*Input records*.

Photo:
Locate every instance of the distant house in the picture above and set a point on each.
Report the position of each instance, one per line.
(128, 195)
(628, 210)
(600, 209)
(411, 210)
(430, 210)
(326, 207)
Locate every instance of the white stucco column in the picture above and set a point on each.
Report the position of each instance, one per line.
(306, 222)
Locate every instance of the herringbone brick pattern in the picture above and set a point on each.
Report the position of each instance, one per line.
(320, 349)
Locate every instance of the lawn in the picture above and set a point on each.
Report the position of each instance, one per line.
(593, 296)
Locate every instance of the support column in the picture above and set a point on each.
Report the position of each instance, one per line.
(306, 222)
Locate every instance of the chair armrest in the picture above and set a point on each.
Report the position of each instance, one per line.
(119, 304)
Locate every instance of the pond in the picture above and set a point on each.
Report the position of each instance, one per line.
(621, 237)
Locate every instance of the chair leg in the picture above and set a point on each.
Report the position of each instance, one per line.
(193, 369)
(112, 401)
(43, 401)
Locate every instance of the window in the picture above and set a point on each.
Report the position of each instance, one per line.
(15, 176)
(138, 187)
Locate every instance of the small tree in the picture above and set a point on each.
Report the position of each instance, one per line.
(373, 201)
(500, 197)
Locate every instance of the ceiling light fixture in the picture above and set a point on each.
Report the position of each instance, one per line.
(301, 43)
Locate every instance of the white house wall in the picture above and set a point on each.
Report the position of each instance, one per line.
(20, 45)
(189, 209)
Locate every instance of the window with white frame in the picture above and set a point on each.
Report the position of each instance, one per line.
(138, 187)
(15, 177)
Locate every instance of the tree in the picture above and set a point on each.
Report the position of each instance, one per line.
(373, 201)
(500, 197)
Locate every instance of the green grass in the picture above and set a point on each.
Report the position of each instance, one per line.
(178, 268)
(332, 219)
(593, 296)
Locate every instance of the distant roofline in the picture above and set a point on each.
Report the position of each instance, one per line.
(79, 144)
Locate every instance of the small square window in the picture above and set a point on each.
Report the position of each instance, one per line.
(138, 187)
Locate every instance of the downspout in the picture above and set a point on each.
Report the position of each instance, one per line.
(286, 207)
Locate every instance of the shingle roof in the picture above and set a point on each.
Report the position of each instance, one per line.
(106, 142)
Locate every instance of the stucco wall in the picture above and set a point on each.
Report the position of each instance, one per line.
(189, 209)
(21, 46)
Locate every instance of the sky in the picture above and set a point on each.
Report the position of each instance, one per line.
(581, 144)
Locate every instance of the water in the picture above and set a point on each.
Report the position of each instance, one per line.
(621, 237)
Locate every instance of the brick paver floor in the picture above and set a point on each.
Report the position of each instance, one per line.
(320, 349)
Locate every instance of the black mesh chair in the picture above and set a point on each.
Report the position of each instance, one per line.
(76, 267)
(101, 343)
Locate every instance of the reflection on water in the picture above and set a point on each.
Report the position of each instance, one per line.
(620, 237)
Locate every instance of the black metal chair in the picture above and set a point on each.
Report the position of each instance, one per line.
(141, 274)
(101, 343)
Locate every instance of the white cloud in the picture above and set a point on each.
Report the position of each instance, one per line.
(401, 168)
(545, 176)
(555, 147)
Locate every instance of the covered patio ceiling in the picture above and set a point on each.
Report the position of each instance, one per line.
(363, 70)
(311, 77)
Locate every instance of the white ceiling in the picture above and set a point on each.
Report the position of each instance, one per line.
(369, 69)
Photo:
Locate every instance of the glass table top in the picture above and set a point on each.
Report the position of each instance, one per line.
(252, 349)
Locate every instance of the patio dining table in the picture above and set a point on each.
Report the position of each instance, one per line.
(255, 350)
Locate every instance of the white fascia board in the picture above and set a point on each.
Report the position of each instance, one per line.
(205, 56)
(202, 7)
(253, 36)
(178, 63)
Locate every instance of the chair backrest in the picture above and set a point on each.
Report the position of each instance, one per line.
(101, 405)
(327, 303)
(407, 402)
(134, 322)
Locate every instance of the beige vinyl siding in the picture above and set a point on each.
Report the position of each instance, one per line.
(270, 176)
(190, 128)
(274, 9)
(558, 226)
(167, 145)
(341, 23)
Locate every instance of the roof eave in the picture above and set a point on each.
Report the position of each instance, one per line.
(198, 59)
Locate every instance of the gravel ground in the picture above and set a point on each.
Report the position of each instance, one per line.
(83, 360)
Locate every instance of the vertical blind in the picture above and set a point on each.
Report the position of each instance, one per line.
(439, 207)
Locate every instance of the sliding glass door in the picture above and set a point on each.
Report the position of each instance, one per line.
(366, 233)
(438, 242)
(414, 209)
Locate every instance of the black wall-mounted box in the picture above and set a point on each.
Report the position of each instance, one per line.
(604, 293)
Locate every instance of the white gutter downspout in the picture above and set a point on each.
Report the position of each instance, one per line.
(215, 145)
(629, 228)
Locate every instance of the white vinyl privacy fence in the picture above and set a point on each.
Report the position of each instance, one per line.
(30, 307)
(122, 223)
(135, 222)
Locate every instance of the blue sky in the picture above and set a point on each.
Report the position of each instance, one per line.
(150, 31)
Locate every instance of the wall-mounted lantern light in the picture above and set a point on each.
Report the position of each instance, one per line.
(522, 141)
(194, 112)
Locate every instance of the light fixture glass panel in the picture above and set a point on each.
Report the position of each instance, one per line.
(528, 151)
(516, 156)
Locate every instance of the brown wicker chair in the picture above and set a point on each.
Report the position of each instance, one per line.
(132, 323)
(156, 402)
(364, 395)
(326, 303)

*Directions*. Repeat every record exactly as written, please.

*Completed task*.
Photo:
Locate every instance of the distant house in the picture above and set a point on each.
Report the position of each instance, one per line.
(128, 195)
(628, 210)
(600, 209)
(411, 210)
(430, 210)
(326, 207)
Locate every instance of the white stucco column in the picture above and set a point on each.
Report the position of each instance, one per line.
(306, 222)
Locate every instance of the herringbone brick pattern in the picture above and set a point on each.
Report the position of each instance, one per line.
(320, 349)
Locate every instance of the lawn in the picture above and set a point on each.
Report the position of each instance, one per line.
(593, 296)
Locate every instance of the support column in the picture above and set a point on each.
Report the position of each instance, one per line.
(306, 222)
Locate every instance of the chair armrest in the picture above and set a point on each.
Report the position of each instance, one per line.
(119, 304)
Locate every instance of the pond in the picture above and set a point on each.
Report the position of each instance, one per line.
(621, 237)
Locate every instance of the chair leg in the picture above and set a point on each.
Report the position of each instance, one per line.
(193, 369)
(112, 401)
(43, 401)
Locate every instance of the window in the picture above and set a point on each.
Report the position of each instance, one per line.
(15, 176)
(138, 187)
Locate every instance of the small tree in the picture above and set a point on each.
Report the position of each instance, one per line.
(373, 201)
(500, 197)
Locate every instance of the ceiling light fixture in the picture above and set a point on each.
Report the position of each instance, one per line.
(301, 43)
Locate every instance of the white house wall in the picture above and set a point on each.
Report the position of each instance, one per line.
(20, 45)
(189, 209)
Locate every instance of the window with white frame in the picture above and set a point on each.
Report the position of each instance, one per line.
(138, 187)
(15, 177)
Locate every instance of the tree in the picture above and set a point on each.
Report the position of each instance, one per line.
(373, 201)
(500, 197)
Locate every instance of the green grass in the picture above and set a point on each.
Report the position of each instance, one per line.
(178, 268)
(332, 219)
(593, 296)
Locate every instance of the distant roofline in the picture above and set a point on each.
Report the position of each instance, one per line.
(79, 144)
Locate every instance of the small square window in the picture above and set a point on each.
Report the position of each instance, one per line.
(138, 187)
Locate every instance of the downspout in the picture above and set a point on each.
Report the position of each instance, one per line.
(286, 207)
Locate every instance of the shingle roof in the picture above and set a point on each.
Report the position of each instance, one per line.
(106, 142)
Locate every instance of the stucco wall in the picture above and set a point on each.
Report the position of each instance, one per line.
(189, 209)
(21, 46)
Locate every instance of the sky in the picture above and set a point on each.
Report the position of each instance, one per line.
(581, 144)
Locate every instance of the water in the picture above and set a point on each.
Report the position of each instance, one per line.
(621, 237)
Locate every instance of the brick paver floor in the picture above and set a point on each.
Report the position of each instance, one per line.
(320, 349)
Locate every instance of the black mesh chair in the picture above and set a point on each.
Report the position of each instance, one per line.
(76, 267)
(101, 343)
Locate every instance of the reflection on water in the picture above and set a point on each.
Report the position of each instance, one per line.
(620, 237)
Locate every instance of the black metal chair in the picture above and set a point on each.
Report the position of each instance, one per line.
(141, 274)
(101, 343)
Locate every instance of the white cloud in the picture above and set a point on each.
Report the position of each instance, one per line.
(401, 168)
(545, 176)
(555, 147)
Locate every instance of the covered patio ceiling in the picture above and set a point on each.
Report the position of each instance, one per line.
(363, 70)
(311, 77)
Locate every instance of the white ceiling in the picture above and set a point on each.
Report the position of each instance, one per line.
(369, 69)
Photo:
Locate every instance of the glass table top in the picture above and set a point on each.
Report the position of each instance, one per line.
(252, 349)
Locate every instance of the patio dining table in the picture above and set a point on each.
Report the position of each instance, one per line.
(255, 350)
Locate every instance of the white fascia board in the picture above and set a point on each.
Report the position of each instance, one per line.
(205, 56)
(202, 7)
(253, 36)
(178, 63)
Locate every instance of the chair backrest in the picture above and set a point on each.
Report the position of each instance, one per line.
(101, 405)
(327, 303)
(407, 402)
(134, 322)
Locate every instance of the beige vinyl siding in the picture above and set a point on each.
Report the position of each instance, one per line.
(270, 176)
(190, 128)
(274, 9)
(558, 226)
(167, 145)
(341, 23)
Locate every instance of the roof eave in the picture above and set a point on each.
Report the position of each instance, one per line.
(198, 59)
Locate every instance of the gravel ground in the picture above and set a point on each.
Report the position of each instance, one per line.
(83, 360)
Locate every instance of the vertical blind in the picture above and set a point on each.
Report the position of each instance, one per line.
(439, 207)
Locate every instance of the sliding glass door in the picture above and set a point on each.
Report the position of each instance, one per line.
(366, 233)
(438, 242)
(414, 209)
Locate every instance of the black wall-mounted box in the picture above and set a point on each.
Report the position of each instance, one per line.
(604, 293)
Locate every instance of the white gutter downspout in the picture above and set a point on each.
Report the position of each instance, one per line.
(215, 145)
(629, 228)
Locate every instance of the white vinyl privacy fence in the picture above and set a point on each.
Report the position of each instance, one per line.
(30, 307)
(122, 223)
(135, 222)
Locate every instance of the blue sky in the picture above and set a point on each.
Report the position of each instance, one per line.
(150, 31)
Locate every instance of the wall-mounted lantern light in the picture above and set a point on each.
Report the position of each instance, one per line.
(522, 141)
(194, 112)
Locate every instance of the light fixture glass panel in the picture above and set a point on each.
Report the position of each instance, one per line.
(528, 151)
(516, 156)
Locate every instance of the brown wicker chair in the picture above and set a point on each.
Report the position of each instance, one per line.
(132, 323)
(156, 402)
(364, 395)
(326, 303)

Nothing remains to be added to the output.